- DIRECTION
Rewrite all of the material below, changing "Drop a point" to "Place a marker" everywhere and keeping every other word the same. Omit the pictures from your version.

- RECORDS PROVIDED
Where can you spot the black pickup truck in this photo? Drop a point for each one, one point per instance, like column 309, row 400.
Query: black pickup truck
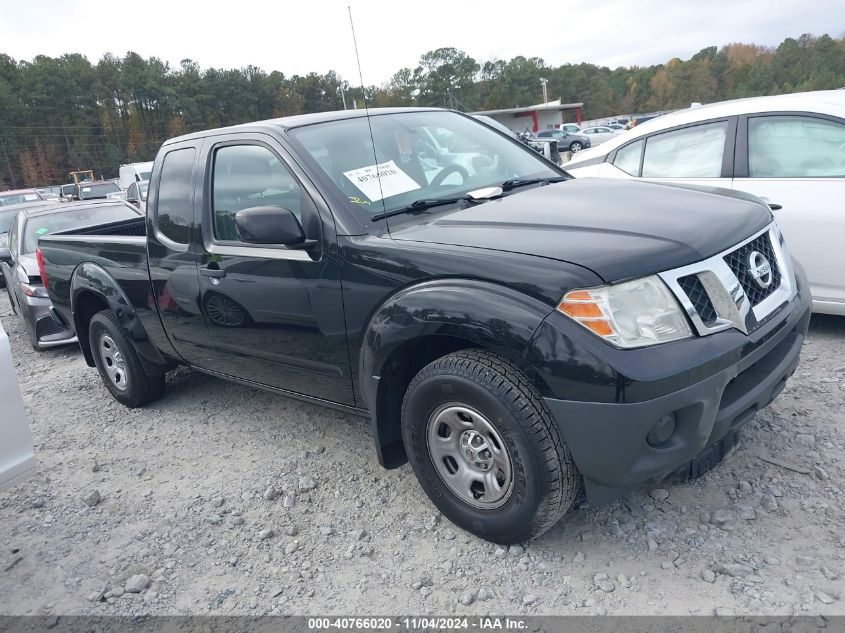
column 509, row 330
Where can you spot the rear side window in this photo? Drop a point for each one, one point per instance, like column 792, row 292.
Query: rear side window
column 250, row 176
column 628, row 158
column 795, row 147
column 174, row 208
column 693, row 152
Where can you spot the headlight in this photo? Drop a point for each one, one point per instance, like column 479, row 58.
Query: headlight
column 631, row 314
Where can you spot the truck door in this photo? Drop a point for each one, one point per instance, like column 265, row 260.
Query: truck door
column 172, row 258
column 274, row 315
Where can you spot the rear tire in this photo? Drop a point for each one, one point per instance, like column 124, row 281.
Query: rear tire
column 505, row 475
column 118, row 364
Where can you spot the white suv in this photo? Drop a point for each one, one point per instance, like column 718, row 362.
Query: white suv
column 787, row 149
column 17, row 463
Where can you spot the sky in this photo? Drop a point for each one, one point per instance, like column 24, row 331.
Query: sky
column 314, row 35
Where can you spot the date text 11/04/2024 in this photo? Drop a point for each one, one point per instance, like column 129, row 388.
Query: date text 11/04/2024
column 419, row 623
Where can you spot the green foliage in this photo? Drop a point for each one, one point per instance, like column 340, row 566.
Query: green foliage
column 59, row 114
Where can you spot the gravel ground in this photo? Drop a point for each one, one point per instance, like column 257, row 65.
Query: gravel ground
column 219, row 499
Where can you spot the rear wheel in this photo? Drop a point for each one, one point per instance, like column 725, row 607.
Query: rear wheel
column 118, row 364
column 485, row 449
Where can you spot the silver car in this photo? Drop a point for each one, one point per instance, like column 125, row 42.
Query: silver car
column 24, row 285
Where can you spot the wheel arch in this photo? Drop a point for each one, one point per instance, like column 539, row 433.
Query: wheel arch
column 406, row 333
column 93, row 289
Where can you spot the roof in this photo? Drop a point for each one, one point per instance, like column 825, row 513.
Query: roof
column 537, row 108
column 300, row 120
column 16, row 191
column 821, row 101
column 61, row 207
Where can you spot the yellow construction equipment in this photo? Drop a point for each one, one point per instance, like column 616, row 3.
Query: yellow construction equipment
column 81, row 175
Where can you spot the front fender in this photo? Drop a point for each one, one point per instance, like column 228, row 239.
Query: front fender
column 484, row 314
column 92, row 285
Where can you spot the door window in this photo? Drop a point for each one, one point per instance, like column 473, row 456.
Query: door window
column 174, row 195
column 628, row 158
column 795, row 147
column 13, row 239
column 693, row 152
column 250, row 176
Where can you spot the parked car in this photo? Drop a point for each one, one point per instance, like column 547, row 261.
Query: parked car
column 24, row 283
column 17, row 460
column 133, row 172
column 598, row 134
column 638, row 120
column 7, row 215
column 547, row 147
column 17, row 196
column 788, row 149
column 97, row 189
column 136, row 194
column 508, row 334
column 566, row 141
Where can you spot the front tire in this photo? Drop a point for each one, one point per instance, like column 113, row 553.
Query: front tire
column 485, row 449
column 118, row 364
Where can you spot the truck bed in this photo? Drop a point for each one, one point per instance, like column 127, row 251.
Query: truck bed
column 120, row 248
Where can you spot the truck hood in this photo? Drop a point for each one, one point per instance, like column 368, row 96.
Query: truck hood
column 617, row 228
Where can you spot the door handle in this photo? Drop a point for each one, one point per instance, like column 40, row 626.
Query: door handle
column 774, row 206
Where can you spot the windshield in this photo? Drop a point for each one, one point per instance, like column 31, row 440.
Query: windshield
column 17, row 198
column 6, row 220
column 97, row 190
column 417, row 155
column 40, row 225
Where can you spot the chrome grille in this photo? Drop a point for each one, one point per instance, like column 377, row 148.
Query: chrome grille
column 694, row 289
column 721, row 292
column 738, row 262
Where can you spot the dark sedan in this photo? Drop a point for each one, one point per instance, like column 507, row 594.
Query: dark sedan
column 20, row 269
column 566, row 141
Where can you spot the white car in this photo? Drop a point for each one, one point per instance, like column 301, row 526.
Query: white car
column 787, row 149
column 599, row 133
column 17, row 462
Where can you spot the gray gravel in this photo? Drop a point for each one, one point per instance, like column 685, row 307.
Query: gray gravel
column 229, row 500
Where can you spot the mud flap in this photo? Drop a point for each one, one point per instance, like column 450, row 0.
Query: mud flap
column 707, row 459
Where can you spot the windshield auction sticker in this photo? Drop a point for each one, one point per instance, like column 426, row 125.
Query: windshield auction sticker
column 381, row 181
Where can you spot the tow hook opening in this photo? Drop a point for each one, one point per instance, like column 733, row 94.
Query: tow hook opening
column 662, row 432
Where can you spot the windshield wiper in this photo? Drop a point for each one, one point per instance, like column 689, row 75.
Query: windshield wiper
column 521, row 182
column 422, row 205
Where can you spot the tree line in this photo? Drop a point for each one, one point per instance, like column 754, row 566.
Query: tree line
column 65, row 113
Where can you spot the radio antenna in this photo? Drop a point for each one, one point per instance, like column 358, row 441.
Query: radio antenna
column 366, row 107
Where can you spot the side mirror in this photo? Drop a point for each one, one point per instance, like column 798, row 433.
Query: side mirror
column 271, row 225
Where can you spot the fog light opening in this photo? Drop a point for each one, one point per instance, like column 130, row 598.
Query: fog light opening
column 662, row 431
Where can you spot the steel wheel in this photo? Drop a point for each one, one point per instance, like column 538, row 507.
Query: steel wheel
column 470, row 456
column 222, row 310
column 113, row 362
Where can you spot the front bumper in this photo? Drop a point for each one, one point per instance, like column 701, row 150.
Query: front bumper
column 735, row 376
column 44, row 326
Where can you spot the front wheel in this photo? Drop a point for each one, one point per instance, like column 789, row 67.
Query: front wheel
column 485, row 449
column 118, row 364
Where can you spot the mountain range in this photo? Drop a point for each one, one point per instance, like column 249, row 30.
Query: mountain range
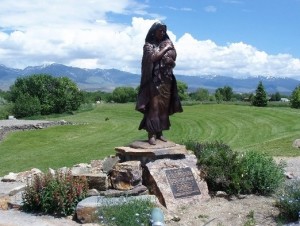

- WRITTEN SOLUTION
Where can you spot the black pickup truck in this photo? Place a marker for each one, one point per instance, like column 309, row 400.
Query: black pickup truck
column 509, row 330
Where can you spot the rear side window in this photo? Place a marker for each one, one point per instance, like column 792, row 292.
Query: rear side window
column 250, row 176
column 628, row 158
column 795, row 147
column 174, row 208
column 693, row 152
Where can you spot the headlight in this photo? Place a marker for each one, one point per instance, like column 479, row 58.
Query: headlight
column 631, row 314
Where can you spot the truck door in this photo? Place a marker for each one, one point per instance, like column 265, row 260.
Query: truck door
column 172, row 258
column 274, row 315
Where can you spot the rear tire in this photo? Place a marker for each one, one point per instance, like column 124, row 281.
Query: rear tire
column 505, row 475
column 118, row 364
Where can you spot the white suv in this photo? Place a marker for each one, one point per instance, like column 718, row 362.
Query: white suv
column 787, row 149
column 17, row 463
Where can you spot the sky in this photo? Place a marker for each one, one point per instance, like column 24, row 331.
Query: sky
column 314, row 35
Where can you spot the date text 11/04/2024 in this photo? Place a marker for each one, one point per instance, like column 129, row 388.
Query: date text 11/04/2024
column 419, row 623
Where can you spot the green foliage in this photo? Place a marker for each one, one point per instance, like column 340, row 566.
Query: green foliage
column 59, row 114
Where can you spot the gravel ground in this photo? Place a marker for each one, one point per instance, like column 257, row 65.
Query: gravel ground
column 219, row 499
Where can you spot the rear wheel in this photo? Place a marker for each one, one point per instance, like column 725, row 607.
Query: rear wheel
column 118, row 364
column 485, row 449
Where can you spot the silver car in this photo? Place a marker for each one, one point per instance, like column 125, row 42.
Query: silver car
column 24, row 285
Where can you spot the wheel arch in this photo? Place a marker for each one, one point per instance, like column 539, row 433.
Query: wheel arch
column 406, row 333
column 93, row 289
Where can you spot the roof in this photo? Place a marker for each one, one point per instance, like column 825, row 513.
Query: roof
column 537, row 108
column 300, row 120
column 16, row 191
column 821, row 101
column 61, row 207
Where can you spot the yellow construction equipment in this photo? Place a marker for each one, one point per instance, like column 616, row 3.
Query: yellow construction equipment
column 81, row 175
Where can you spot the front fender in this photo? Place a marker for each one, one point per instance, like column 228, row 239.
Query: front fender
column 484, row 314
column 92, row 285
Where can you spot the door window in this photo? Place a marker for each one, one point per instance, like column 473, row 456.
Query: door window
column 174, row 195
column 628, row 158
column 795, row 147
column 13, row 239
column 693, row 152
column 250, row 176
Where can you spot the parked car in this photo? Place a marker for each one, one point per instance, like column 547, row 261.
Query: parked car
column 24, row 283
column 17, row 460
column 133, row 172
column 598, row 134
column 638, row 120
column 7, row 215
column 547, row 147
column 17, row 196
column 788, row 149
column 97, row 189
column 136, row 194
column 508, row 334
column 566, row 141
Where can you spot the front tire in this photo? Place a marker for each one, one point per instance, like column 113, row 553.
Query: front tire
column 485, row 449
column 118, row 364
Where can you spot the truck bed in this photo? Place a marker for each one, one point per instance, like column 127, row 251.
Query: truck bed
column 120, row 248
Where can you spot the truck hood in this photo? Place a marker for each one, one point per instance, like column 368, row 96.
Query: truck hood
column 617, row 228
Where can you spot the door handle in this photo? Place a marker for each one, one point per instance, like column 40, row 626.
Query: door handle
column 774, row 206
Where can you spot the windshield in this photo? Place a marker for each one, one point per instance, like column 31, row 440.
Query: windshield
column 17, row 198
column 6, row 220
column 97, row 190
column 417, row 155
column 40, row 225
Where can you spot the chrome grille in this photo? Place a marker for each one, one point per instance, like column 377, row 148.
Query: chrome grille
column 694, row 289
column 721, row 292
column 738, row 262
Where can you spot the dark sedan in this photo? Place a marker for each one, one point per instance, like column 507, row 594.
Query: dark sedan
column 20, row 269
column 566, row 141
Where can you spot the white car in this photo? Place a marker for each one, one point per instance, like column 301, row 526.
Query: white car
column 787, row 149
column 599, row 133
column 17, row 462
Where can you spot the gray gravel in this photo? Place a marker for each one, one point per instance, like column 685, row 307.
Query: gray gravel
column 229, row 500
Where can you spot the mud flap in this photo? Place a marker for each one, one point per instance, like column 450, row 0.
Query: mud flap
column 707, row 459
Where can you spot the windshield auction sticker in this photo? Place a marker for each one, one point per instance, like column 426, row 125.
Query: windshield auction sticker
column 381, row 181
Where can you spot the tow hook opening in this photo? Place a marker for each one, one point per instance, like column 733, row 94.
Query: tow hook opening
column 662, row 432
Where can you spot the windshield wiper in this photo? Place a marker for each one, one point per instance, like column 689, row 75.
Query: windshield wiper
column 521, row 182
column 422, row 205
Where can you spot the tree line in this photo? Place a marker for each one, one point per instance, like column 754, row 566.
Query: tree line
column 65, row 113
Where can you spot the radio antenna in this photo? Place a marker for each one, one point per instance, like column 358, row 441.
Query: radio antenna
column 366, row 107
Where can you spot the side mirror in this photo? Place a marker for each one, one point per instance, like column 798, row 433.
Query: side mirror
column 271, row 225
Where can you spot the fog light opening in this photo? Place a marker for each one, one point per instance, like column 130, row 598.
Query: fog light opening
column 662, row 431
Where can you spot the steel wheel in this photo? Place a marker for each one, one point per instance, like column 538, row 507.
Query: steel wheel
column 470, row 456
column 222, row 310
column 113, row 362
Where can you spot the front bumper in this photo? Place a marker for each one, one point per instance, like column 701, row 150.
Query: front bumper
column 735, row 376
column 44, row 326
Where can you spot the front wheel in this photo? Place a marker for each one, one point per instance, like column 789, row 67.
Query: front wheel
column 485, row 449
column 118, row 364
Where can you spot the mountain range in this photo? Place a marker for each one, one point per instance, like column 249, row 30.
Query: mountain range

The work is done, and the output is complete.